(Dataset excerpts)
=== Section Start ===
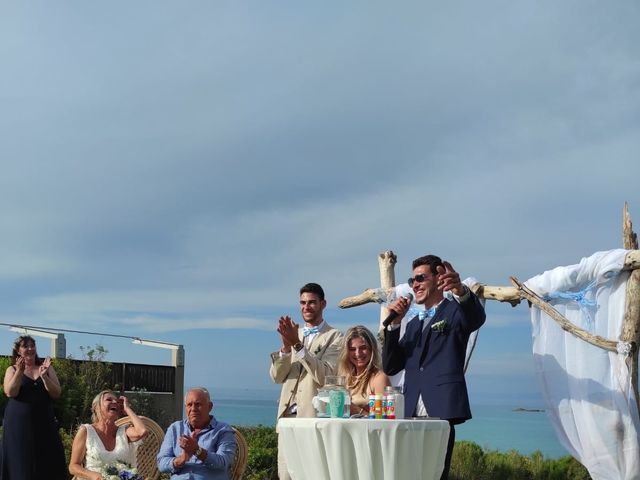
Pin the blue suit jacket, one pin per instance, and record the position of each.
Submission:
(434, 361)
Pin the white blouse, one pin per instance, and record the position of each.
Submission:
(97, 456)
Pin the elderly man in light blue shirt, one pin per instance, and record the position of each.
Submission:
(199, 447)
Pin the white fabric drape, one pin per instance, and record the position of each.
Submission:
(588, 391)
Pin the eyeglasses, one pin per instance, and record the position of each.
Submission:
(421, 277)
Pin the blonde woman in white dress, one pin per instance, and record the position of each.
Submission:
(101, 442)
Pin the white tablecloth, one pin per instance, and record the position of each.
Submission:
(350, 449)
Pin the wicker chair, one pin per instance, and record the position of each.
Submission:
(240, 461)
(148, 448)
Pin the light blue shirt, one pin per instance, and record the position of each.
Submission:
(217, 439)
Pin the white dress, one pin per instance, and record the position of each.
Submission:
(97, 456)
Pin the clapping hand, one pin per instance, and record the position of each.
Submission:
(288, 330)
(20, 364)
(44, 368)
(124, 404)
(189, 443)
(449, 279)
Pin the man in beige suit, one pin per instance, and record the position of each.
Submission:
(306, 356)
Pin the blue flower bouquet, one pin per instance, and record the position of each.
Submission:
(119, 471)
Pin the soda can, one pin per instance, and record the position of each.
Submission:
(378, 406)
(390, 401)
(372, 406)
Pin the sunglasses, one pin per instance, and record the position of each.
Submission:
(421, 277)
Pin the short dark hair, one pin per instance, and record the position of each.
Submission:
(431, 260)
(313, 288)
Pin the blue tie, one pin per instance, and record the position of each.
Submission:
(425, 314)
(306, 331)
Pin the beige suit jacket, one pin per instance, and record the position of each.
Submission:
(301, 379)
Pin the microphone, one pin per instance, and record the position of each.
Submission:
(393, 314)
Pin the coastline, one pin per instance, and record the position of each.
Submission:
(493, 427)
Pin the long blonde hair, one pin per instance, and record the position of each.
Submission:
(355, 382)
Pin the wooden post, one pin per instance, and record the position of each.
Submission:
(386, 263)
(631, 322)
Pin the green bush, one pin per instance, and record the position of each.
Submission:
(263, 453)
(470, 462)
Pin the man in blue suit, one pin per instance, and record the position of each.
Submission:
(432, 350)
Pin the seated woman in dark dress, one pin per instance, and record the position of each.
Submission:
(31, 444)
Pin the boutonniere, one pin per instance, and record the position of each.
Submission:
(440, 326)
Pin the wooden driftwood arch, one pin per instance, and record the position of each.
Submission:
(631, 324)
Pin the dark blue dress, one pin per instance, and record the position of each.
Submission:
(31, 444)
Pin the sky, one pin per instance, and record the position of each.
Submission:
(176, 171)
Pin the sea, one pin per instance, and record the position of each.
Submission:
(493, 427)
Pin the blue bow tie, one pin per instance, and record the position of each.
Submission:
(306, 331)
(428, 313)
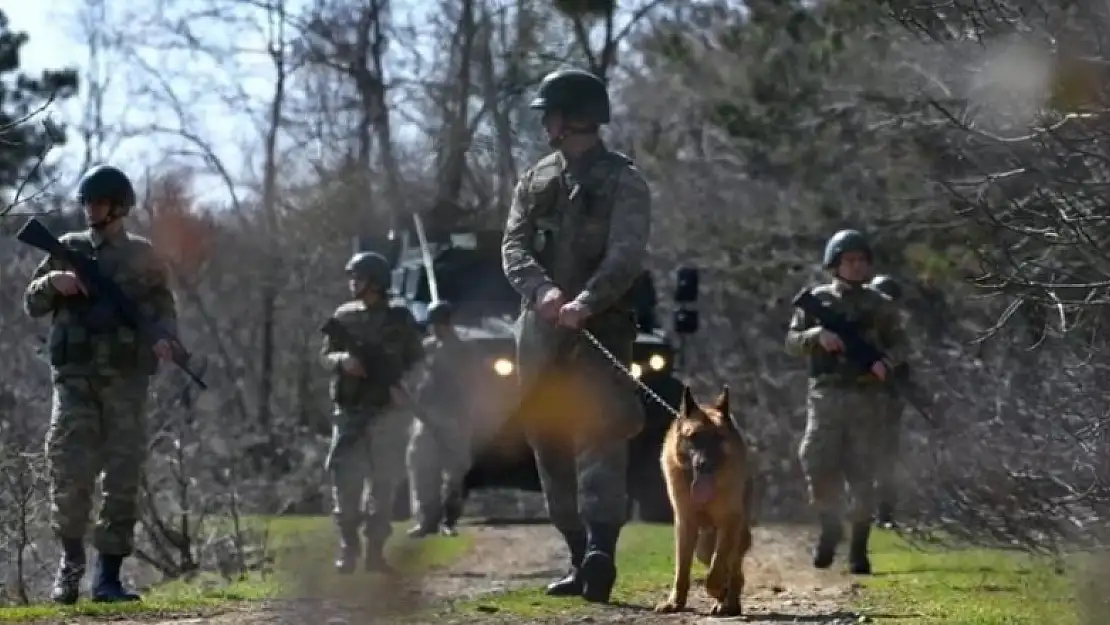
=== Section End ===
▶ PROBLEM DESCRIPTION
Word for word, give back each entry from above, but skip any picture.

▶ SOLUTION FOR THIS PROBLEM
Pin the blue suit jacket, one pin per instance, and record the position of each.
Submission:
(434, 361)
Pin the white blouse, one pin per instance, and record the position of each.
Submission:
(97, 456)
Pin the elderly man in light blue shirt, one pin per instance, and record the position of each.
Submission:
(199, 447)
Pin the white fabric drape, one pin per instance, and record the position of each.
Submission:
(588, 391)
Pin the eyeglasses, one pin per instance, and record the position of each.
Submission:
(421, 277)
Pin the blonde woman in white dress, one pin per instance, and record the position of each.
Submission:
(101, 442)
Pin the white tablecloth, one pin per instance, and record the position of each.
Submission:
(350, 449)
Pin the wicker chair, one pin per instance, and record the position of each.
Submission:
(240, 461)
(148, 448)
Pin the light blue shirt, one pin per instance, and record the position of each.
Submission:
(217, 439)
Pin the white dress, one pin per instance, and record the position of each.
Submission:
(97, 456)
Pin the clapping hand, one pin per instance, and record the position of each.
Submission:
(288, 330)
(20, 364)
(44, 368)
(124, 404)
(189, 443)
(449, 279)
Pin the man in beige suit, one pin per instance, and record the position of each.
Submission:
(306, 356)
Pin the blue flower bouquet, one pin per instance, and record the position of each.
Submission:
(119, 471)
Pin the soda can, one pin per instance, and record the position of each.
Submission:
(378, 406)
(390, 401)
(372, 406)
Pin the sunglasses, one pin per instance, and record the position of each.
Submission:
(421, 277)
Pin the short dark hair, one pin per instance, and record the position of each.
Submission:
(431, 260)
(313, 288)
Pin the blue tie, one pin per instance, and record the position of each.
Submission:
(425, 314)
(306, 331)
Pin the beige suit jacket, one pin per instance, and record the position of each.
Submission:
(301, 379)
Pin the microphone, one pin per instance, and record the position of each.
Submission:
(393, 314)
Pin the coastline, one pin per instance, and record the position of each.
Submission:
(493, 427)
Pin the long blonde hair, one pin per instance, and record the position of each.
Submission:
(355, 382)
Pin the wooden post, one pin per instance, and record the position of each.
Submission:
(386, 263)
(631, 322)
Pin the green bush, one pin per instance, and record the position of each.
Submission:
(263, 453)
(470, 462)
Pin the man in blue suit, one pin per instance, and record the position of each.
Submission:
(432, 350)
Pin the seated woman in dark dress, one pin per instance, and record the position of each.
Submission:
(31, 444)
Pin the boutonniere, one pin per instance, and record the position of each.
Submission:
(440, 326)
Pin the wooden driftwood arch, one pin per instance, and record the position of each.
Submission:
(631, 324)
Pin the dark blue dress, one pin per instance, and record the position of each.
Submission:
(31, 444)
Pin the sky, one pin per instance, and record the position of each.
Submission:
(176, 171)
Pin the sea, one pin per instance, and record the position of each.
Submission:
(493, 427)
Pin the blue bow tie, one pin per instance, and record the position of each.
Submission:
(306, 331)
(428, 313)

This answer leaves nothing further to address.